▸ SUAS TAREFAS
(1) Diga se cada afirmação abaixo está de acordo com o trecho do documento. Responda sim ou não e cite literalmente as palavras do trecho que decidem a questão: (a) A Gaivota era uma empresa de ônibus. (b) Geraldo da Banca exigia o pagamento das revistas no ato da compra. (c) O trabalho escolar sobre transplante cardíaco recebeu nota máxima.
(2) Traduza para o inglês esta frase do trecho do documento: "Eu e Salomão saíamos de casa e caminhávamos uns cinco quarteirões para comprar as revistas."

▸ TRECHO DO DOCUMENTO
☆ ☆ ☆ ☆ ☆ ☆ ☆

Mas havia um passatempo que me deixava especialmente ansioso. Era a espera da gaivota. E não me refiro à ave marinha de bico forte, de presença quase inexistente na sequidão do semiárido. Falo mesmo da empresa de ônibus que levava e trazia, além dos viajantes que vinham e voltavam de João Pessoa, do Recife e até de São Paulo, as revistas que líamos compulsivamente até um novo pouso da Gaivota.
Eu e Salomão saíamos de casa e caminhávamos uns cinco quarteirões para comprar as revistas. Geraldo da Banca, que sabia desde cedo que quem tem com o que me pague não me deve, deixava fiado até papai chegar e pagar a conta toda. A gente lia de tudo: política naturalmente, história, futebol na Placar em que acompanhávamos o Flamengo, nossa paixão, e o Santos de Pelé.


Mas as minhas maiores fixações eram a Corrida Espacial, que era intensa durante a Guerra Fria, e o transplante cardíaco. Surpreendia-me como Armstrong podia chegar à lua, um canto para o qual não se compra uma passagem nem pela Gaivota e, que, portanto, meus olhos não podiam enxergar. Na mesma proporção, admirava-me como Barnard e Zerbini permitiram o movimento sistólico-diastólico por meio de um coração de alguém que já morrera. Era como um eletricista que ligava dois fios e fazia a luz voltar a iluminar. Simples assim, mas não tanto.


Era como se o ser humano pudesse, em algum momento, atingir a imortalidade. Eu fiquei tão animado com o tema que, em um trabalho da escola, escolhi tratar sobre ele. Li todas as revistas trazidas no ônibus, fiz os fichamentos necessários, decorei tudo que precisava falar e abordei o assunto em sala de aula. Para minha surpresa, um rotundo ZERO, em letras e sermões garrafais. Teria eu blasfemado ao sugerir que o homem poderia substituir Deus, o único que pode dar e tirar a vida.

Aquilo não me convencia. Esse não era o Deus em que eu acreditava. Já naquela minha mente de menino, não havia espaço para a antítese religião-ciência. Afinal, quantas vidas a ciência já salvou e continuará salvando pela providência divina? Eu ficava a imaginar se um dia eu seria capaz de contribuir de alguma forma com os fenômenos que as revistas faziam minha imaginação voar longe.


Eu nunca tive a pretensão de me tornar astronauta. O máximo que consegui foi construir um dos maiores centros universitários do país que, dentre outros cursos, possui um de aviação civil, pioneiro no Nordeste. Sucede que os aviões podem até nos levar a Mary W. Jackson, mas definitivamente não à lua, muito menos a outro planeta desconhecido.

☆ ☆ ☆ ☆ ☆ ☆ ☆

▸ DADOS EXTRAÍDOS
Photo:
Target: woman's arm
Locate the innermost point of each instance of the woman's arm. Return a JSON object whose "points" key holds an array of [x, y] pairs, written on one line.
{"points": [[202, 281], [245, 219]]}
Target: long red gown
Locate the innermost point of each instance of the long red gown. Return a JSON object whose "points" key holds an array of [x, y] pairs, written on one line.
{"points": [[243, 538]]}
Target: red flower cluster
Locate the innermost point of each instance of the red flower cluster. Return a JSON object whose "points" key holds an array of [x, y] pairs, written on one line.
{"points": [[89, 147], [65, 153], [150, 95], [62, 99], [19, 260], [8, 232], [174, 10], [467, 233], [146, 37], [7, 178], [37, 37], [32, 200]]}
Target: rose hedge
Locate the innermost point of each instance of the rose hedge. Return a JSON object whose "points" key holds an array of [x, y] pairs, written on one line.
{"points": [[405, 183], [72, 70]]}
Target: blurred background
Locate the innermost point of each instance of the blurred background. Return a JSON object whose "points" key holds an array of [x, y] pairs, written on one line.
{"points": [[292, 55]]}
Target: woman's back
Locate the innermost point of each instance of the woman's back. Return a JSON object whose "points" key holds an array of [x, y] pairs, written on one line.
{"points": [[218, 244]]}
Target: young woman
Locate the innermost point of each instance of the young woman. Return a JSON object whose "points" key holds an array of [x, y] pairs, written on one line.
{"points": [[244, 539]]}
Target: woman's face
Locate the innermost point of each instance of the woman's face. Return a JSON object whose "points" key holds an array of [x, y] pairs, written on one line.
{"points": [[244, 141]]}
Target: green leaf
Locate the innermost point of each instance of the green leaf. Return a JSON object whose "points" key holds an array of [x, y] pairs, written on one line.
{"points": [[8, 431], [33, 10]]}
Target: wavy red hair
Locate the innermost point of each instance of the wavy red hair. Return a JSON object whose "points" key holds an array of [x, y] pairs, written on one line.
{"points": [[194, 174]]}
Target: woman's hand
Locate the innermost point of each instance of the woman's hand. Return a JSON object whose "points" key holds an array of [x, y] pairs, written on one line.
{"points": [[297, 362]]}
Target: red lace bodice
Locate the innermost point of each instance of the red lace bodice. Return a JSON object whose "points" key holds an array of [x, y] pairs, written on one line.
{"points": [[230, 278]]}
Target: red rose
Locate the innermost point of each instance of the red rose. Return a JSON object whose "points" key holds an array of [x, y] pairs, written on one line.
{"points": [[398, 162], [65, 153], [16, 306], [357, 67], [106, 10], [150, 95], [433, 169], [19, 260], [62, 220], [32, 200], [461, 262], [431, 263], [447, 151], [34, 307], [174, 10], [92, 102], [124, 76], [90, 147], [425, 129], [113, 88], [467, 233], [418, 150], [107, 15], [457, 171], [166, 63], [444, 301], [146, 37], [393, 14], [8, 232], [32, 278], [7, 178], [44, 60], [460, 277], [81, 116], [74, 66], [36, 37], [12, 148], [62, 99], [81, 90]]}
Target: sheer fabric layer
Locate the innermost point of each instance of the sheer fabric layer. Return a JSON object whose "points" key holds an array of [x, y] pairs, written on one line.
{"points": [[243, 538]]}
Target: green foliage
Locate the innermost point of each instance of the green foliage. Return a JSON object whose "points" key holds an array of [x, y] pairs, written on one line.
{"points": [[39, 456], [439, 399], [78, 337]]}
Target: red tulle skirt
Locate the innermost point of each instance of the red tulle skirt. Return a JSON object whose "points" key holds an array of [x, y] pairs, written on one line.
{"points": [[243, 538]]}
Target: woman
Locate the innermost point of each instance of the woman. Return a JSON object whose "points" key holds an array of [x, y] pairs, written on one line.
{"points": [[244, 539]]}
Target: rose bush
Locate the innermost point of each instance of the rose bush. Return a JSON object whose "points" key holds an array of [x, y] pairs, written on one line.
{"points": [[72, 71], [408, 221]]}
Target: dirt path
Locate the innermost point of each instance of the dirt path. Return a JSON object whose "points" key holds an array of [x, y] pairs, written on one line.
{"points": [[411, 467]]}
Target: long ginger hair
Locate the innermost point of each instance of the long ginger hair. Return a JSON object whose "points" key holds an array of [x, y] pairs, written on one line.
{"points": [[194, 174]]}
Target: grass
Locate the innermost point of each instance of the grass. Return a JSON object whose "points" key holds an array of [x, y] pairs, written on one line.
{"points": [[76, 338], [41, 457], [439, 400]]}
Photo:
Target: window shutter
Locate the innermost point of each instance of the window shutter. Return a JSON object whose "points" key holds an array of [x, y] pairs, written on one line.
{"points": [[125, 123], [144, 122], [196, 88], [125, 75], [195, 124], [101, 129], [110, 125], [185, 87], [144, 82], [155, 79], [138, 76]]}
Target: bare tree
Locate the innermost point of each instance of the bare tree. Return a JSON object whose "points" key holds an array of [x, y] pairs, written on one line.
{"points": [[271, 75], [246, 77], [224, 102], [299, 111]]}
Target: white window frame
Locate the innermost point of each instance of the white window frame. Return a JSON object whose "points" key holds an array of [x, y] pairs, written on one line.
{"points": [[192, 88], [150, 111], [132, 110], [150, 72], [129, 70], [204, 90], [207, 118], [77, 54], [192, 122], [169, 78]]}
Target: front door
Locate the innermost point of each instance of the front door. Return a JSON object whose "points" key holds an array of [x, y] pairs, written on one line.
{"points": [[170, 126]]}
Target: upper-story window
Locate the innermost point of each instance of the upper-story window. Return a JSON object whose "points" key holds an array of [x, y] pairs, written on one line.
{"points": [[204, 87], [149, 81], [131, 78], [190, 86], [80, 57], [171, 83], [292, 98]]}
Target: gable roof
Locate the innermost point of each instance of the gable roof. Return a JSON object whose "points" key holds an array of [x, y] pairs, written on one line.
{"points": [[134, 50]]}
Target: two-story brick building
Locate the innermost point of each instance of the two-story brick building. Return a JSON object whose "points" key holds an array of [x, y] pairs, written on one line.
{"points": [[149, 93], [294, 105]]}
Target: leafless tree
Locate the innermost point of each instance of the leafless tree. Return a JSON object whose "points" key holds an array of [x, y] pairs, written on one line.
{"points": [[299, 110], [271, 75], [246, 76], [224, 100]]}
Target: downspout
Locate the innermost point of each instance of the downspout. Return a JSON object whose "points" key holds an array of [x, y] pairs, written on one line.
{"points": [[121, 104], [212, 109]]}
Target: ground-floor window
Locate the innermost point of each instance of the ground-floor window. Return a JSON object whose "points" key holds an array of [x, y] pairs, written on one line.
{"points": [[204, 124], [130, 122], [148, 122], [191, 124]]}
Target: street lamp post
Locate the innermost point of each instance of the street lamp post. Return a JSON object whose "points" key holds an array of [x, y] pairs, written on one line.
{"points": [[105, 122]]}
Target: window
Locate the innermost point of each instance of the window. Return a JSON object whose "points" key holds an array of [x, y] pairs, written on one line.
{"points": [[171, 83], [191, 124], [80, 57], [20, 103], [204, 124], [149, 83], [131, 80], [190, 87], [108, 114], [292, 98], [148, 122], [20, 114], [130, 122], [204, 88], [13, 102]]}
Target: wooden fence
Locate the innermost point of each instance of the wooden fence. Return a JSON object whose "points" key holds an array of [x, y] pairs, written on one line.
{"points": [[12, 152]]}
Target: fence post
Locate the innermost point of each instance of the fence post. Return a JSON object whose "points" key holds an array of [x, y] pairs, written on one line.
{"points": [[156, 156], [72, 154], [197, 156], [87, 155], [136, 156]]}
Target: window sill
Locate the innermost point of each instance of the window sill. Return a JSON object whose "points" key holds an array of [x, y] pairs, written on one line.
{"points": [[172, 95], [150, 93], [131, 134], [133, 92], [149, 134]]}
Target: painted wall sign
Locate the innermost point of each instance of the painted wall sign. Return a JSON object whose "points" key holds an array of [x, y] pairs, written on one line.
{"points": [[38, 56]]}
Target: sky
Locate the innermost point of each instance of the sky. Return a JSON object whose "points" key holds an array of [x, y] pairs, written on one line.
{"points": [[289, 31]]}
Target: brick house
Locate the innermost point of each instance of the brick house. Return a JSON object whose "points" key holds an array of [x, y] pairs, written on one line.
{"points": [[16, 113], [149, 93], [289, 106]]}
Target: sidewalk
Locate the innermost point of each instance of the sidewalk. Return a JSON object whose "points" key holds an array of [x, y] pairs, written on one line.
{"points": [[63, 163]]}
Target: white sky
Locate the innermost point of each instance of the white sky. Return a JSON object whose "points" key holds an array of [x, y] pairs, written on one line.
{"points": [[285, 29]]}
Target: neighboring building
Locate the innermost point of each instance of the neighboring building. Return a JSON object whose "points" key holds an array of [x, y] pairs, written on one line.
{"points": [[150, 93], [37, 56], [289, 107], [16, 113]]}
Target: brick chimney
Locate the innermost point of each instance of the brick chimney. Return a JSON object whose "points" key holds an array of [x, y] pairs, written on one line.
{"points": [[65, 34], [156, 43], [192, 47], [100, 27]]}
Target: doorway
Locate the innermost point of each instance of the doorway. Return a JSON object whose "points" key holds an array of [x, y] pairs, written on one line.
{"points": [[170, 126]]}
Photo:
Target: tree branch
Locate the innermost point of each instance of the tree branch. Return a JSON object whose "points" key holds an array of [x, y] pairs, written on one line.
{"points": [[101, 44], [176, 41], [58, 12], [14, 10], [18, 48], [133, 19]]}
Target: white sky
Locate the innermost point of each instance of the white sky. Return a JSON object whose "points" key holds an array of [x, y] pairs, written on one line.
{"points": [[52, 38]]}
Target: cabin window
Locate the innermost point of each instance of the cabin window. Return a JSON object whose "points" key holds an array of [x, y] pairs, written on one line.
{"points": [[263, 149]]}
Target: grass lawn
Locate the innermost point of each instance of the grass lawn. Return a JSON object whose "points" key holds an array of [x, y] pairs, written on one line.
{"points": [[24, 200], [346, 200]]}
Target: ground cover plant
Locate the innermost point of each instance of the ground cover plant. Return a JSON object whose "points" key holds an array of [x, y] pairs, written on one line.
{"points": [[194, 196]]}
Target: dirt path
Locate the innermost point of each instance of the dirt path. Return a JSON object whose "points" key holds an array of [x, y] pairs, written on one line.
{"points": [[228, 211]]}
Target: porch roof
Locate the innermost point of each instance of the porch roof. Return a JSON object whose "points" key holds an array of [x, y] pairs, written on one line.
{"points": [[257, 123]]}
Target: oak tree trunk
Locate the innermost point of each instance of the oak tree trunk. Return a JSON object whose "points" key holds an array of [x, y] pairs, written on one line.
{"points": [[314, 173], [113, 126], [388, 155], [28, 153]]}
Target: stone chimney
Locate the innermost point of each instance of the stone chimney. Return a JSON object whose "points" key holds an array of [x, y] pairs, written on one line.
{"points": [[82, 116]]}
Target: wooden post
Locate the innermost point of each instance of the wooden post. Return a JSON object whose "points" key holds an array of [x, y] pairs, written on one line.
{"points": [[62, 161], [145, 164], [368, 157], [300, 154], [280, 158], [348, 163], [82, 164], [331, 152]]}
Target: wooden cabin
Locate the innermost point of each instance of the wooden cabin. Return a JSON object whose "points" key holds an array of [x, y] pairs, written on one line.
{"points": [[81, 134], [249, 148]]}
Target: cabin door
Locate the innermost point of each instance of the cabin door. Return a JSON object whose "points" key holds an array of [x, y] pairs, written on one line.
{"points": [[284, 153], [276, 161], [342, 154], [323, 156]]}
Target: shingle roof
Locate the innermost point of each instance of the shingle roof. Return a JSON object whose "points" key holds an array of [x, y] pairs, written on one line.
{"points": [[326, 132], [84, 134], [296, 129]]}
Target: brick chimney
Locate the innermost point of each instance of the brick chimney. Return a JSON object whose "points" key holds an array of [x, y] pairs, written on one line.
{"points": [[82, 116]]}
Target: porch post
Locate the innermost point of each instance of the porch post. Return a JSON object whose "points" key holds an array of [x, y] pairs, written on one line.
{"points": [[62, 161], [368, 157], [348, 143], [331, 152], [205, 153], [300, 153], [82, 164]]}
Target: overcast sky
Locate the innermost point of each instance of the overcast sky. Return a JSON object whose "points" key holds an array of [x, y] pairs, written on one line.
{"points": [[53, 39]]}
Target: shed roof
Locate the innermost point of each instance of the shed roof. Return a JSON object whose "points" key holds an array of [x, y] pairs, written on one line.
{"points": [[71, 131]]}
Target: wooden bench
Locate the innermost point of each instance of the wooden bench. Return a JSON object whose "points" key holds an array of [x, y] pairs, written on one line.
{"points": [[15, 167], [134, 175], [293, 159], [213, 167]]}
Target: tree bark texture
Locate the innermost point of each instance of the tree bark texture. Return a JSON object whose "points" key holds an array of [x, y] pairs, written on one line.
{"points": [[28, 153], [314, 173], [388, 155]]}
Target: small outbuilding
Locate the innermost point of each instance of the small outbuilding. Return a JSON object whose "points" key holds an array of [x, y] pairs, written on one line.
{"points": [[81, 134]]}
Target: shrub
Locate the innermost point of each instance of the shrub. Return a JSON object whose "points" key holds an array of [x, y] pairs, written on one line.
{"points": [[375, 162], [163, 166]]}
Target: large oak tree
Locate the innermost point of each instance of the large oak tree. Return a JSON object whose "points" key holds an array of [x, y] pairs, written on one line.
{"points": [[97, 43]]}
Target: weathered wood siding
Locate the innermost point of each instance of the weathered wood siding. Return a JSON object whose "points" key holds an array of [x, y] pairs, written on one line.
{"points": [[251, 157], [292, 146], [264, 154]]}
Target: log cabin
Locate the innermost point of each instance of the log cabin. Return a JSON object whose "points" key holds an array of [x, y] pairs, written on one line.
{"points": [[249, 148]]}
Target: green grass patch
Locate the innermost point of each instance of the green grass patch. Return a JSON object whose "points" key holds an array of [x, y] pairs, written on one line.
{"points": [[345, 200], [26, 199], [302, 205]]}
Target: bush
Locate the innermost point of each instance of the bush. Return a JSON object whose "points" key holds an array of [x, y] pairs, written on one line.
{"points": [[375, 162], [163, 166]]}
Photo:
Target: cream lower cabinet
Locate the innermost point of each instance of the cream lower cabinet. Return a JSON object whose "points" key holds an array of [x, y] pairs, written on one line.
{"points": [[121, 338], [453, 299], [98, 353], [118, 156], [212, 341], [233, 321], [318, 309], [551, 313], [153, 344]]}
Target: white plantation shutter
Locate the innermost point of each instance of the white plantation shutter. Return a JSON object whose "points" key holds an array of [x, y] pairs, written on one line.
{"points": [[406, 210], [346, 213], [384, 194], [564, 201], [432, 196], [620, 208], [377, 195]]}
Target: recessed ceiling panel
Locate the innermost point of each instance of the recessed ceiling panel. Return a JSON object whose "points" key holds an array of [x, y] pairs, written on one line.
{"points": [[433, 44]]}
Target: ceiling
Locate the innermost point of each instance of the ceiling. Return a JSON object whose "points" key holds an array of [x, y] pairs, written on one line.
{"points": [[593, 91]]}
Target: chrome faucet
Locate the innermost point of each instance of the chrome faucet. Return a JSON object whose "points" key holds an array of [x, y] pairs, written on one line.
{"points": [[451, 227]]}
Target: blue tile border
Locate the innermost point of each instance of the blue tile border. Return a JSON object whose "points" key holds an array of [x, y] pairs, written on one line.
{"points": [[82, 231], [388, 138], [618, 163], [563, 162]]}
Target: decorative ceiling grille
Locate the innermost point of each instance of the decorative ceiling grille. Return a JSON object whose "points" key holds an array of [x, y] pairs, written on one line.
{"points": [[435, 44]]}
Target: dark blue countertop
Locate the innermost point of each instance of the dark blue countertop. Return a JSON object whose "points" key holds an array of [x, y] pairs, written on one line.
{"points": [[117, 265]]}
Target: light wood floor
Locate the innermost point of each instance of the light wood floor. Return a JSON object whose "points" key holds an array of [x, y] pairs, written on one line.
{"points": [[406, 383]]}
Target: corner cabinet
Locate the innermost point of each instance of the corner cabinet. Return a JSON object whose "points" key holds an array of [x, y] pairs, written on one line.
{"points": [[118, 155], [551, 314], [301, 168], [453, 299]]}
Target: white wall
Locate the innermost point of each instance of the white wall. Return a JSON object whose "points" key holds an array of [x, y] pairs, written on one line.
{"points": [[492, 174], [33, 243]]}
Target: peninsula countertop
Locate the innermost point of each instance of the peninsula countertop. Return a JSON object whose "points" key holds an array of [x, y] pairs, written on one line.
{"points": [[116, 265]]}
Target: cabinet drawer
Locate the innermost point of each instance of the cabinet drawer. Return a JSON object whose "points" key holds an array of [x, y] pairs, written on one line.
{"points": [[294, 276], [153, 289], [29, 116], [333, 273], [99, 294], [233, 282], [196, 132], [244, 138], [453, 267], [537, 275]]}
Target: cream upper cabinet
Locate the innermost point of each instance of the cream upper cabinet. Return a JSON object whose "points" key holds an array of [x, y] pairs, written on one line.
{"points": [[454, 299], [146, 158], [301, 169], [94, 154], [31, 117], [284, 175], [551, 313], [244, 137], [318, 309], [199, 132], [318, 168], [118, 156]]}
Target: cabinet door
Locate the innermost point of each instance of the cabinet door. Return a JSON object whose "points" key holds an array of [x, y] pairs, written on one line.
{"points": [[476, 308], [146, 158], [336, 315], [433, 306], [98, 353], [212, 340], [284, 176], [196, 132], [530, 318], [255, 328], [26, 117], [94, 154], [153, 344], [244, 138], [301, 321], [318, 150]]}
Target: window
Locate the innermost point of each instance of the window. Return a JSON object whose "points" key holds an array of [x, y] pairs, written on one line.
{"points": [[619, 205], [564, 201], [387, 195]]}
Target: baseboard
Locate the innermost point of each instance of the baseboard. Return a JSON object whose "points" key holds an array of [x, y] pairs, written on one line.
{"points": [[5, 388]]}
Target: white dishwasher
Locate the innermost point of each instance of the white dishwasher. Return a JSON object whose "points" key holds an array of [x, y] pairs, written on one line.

☆ ☆ ☆ ☆ ☆ ☆ ☆

▸ RESULTADOS DAS TAREFAS
(1)
(a) Sim: "Falo mesmo da empresa de ônibus"
(b) Não: "deixava fiado até papai chegar e pagar a conta toda"
(c) Não: "Para minha surpresa, um rotundo ZERO, em letras e sermões garrafais."

(2) Salomão and I would leave home and walk about five blocks to buy the magazines.